E) the user interface - well, what I will write in the following lines is very, very, very subjective, but in my experience, projects that built on AR often neglected the UI part of an application - time was wasted on creation obscure abstractions. In the end such applications wasted a lot of coders time and feel like applications from coders for coders, tech-inclined inside and outside. The coders feel good (hard work finally done, everything finished and correct, according to the concept on paper...), and the customers "just have to learn that it needs to be like that", because thats "professional".. ok, sorry, I digress ;-)

Well, admittedly, this all is subjective, but its my experience (Ruby on Rails excluded, it may be different, and I have zero practical experience with that approach).

In paid projects, I often heard the demand to start with creating some "active record" objects as a building block for the higher level application logic. In my experience, this conspicuously often was some kind of excuse for that the customer (a software dev company in most cases) did not have a good concept, a big view, an overview of what the product should finally be. Those customers think in rigid frames ("in the project ten years ago it worked well.."), they may flesh out entities, they may define entities relations, they may break down data relations and define basic application logic, but then they stop and hand it over to you, and think thats all you need... they often lack a complete concept of application logic, user interface, usability and so on and so on... they lack the big view and they lack love for the details, and they want you to follow that AR way of things, because.. well, why, it worked in that project years ago, it keeps people busy and silent? I don't know. But the "details" separate the men from the boys, or .. how was the original advertisement slogan ? ;-)

After many years (ten years of active development experience), whenever a customer mentions an "active record pattern", my alarm bell rings. I learned to try to get them back to that essential conceptional phase, let them think twice, try them to show their conceptional weaknesses or just avoid them at all if they are undiscerning (in the end, you know, a customer that does not yet know what it wants, maybe even thinks it knows but doesn't, or tries to externalize concept work to ME for free, costs me many precious hours, days, weeks and months of my time, live is too short ... ).

So, finally: THIS ALL is why I hate that silly "active record pattern", and I do and will avoid it whenever possible.

▶ **Task set**
a – Rewrite the rows from the line containing "Locate every oven" through the end of the rows, requests included, and raise every coordinate in the answers by 95.
b – Write a continuation of the post on the active record pattern, picking up after its final sentence.
The rows that follow have no connection to the post on the active record pattern.

▶ **Stored rows**
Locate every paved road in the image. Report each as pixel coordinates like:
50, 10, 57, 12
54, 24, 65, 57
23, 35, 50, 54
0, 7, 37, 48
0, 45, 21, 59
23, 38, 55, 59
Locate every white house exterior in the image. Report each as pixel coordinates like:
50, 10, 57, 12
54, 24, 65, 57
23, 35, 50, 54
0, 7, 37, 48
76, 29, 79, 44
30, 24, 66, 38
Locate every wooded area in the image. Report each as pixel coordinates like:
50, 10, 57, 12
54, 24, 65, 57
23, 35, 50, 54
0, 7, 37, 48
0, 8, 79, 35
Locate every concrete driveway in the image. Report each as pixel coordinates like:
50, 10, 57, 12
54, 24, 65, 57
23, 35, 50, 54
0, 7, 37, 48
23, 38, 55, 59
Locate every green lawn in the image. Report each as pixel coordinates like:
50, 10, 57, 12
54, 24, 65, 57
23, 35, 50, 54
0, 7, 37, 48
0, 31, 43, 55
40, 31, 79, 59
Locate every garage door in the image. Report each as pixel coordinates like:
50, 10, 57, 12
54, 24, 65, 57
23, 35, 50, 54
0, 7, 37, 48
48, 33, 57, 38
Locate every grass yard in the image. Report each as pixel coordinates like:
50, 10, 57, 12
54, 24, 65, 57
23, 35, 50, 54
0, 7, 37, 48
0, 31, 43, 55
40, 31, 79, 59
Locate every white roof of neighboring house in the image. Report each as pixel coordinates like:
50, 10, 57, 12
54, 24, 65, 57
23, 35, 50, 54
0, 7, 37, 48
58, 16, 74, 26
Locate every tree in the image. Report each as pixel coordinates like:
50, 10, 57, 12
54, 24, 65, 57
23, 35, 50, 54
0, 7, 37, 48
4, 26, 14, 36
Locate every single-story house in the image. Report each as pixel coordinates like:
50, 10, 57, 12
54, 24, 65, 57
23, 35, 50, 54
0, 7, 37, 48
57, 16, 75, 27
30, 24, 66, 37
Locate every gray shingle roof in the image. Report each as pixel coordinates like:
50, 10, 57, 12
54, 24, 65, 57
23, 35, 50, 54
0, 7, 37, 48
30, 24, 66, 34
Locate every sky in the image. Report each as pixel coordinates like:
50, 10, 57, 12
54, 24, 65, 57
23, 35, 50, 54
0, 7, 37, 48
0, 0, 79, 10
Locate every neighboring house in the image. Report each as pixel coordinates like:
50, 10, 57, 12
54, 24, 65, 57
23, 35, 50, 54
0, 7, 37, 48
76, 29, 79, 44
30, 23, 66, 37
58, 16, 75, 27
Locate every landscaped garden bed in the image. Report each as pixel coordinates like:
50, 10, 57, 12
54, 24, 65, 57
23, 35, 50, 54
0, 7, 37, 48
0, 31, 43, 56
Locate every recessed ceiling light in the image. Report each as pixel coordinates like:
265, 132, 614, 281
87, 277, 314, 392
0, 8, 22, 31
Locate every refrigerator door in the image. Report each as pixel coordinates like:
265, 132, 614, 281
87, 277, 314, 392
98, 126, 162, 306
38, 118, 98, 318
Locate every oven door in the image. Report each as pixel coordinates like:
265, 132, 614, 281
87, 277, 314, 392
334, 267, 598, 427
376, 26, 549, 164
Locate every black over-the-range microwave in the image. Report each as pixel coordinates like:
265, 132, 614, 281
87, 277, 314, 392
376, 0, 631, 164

▶ **Outputs in order**
a –
Locate every oven door in the image. Report each as pixel coordinates like:
265, 132, 614, 281
87, 277, 314, 392
429, 362, 693, 522
471, 121, 644, 259
Locate every black over-the-range microwave in the image. Report each as pixel coordinates like:
265, 132, 614, 281
87, 277, 314, 392
471, 95, 726, 259

b –
EDIT: I would even call this a No-Pattern. It does not solve any problem (patterns are not meant to create syntactic sugar). It creates many problems: the root of all its problems (mentioned in many answers here..) is, that it just hides the good old well-developed and powerful SQL behind an interface that is by the patterns definition extremely limited.

This pattern replaces flexibility with syntactic sugar!

Think about it, which problem does AR solve for you?

frunsi
It is a data source architectural pattern. Perhaps you should read Fowler's Patterns of Enterprise Application Architecture? I had similar thoughts to yours prior to actually using the pattern/ORM and finding how much it simplified things.
MattMcKnight
I share your feelings. I smell something wrong when a framework does not support compound keys.... I avoided any kind of ORM before SQLAlchemy, and we often use it at a lower level, as a SQL generator. It implements Data Mapper and is very flexible.
Marco Mariani
Since two days I am involved in a project that uses "state-of-the-art" ORM, maybe the implementations are matured now (in comparison to what i worked with some years ago). Maybe, my mind will change, we'll see in three months :-)
frunsi
The project is done, and you know what? ORM still sucks, I wasted so much time with mapping problems that are easily expressed in a relational way to a bunch of "object-oriented code". Well, of course the ORM provided ways to express queries in a kind of OOP+SQL-Mix - of course in an OOP-like syntax - but that just took more time than simply writing an SQL query. The abstraction leaked, the "OOPSQLExperiment" on top of OOP - to allow users to write SQL in OOP syntax was the worst idea ever. No, never again.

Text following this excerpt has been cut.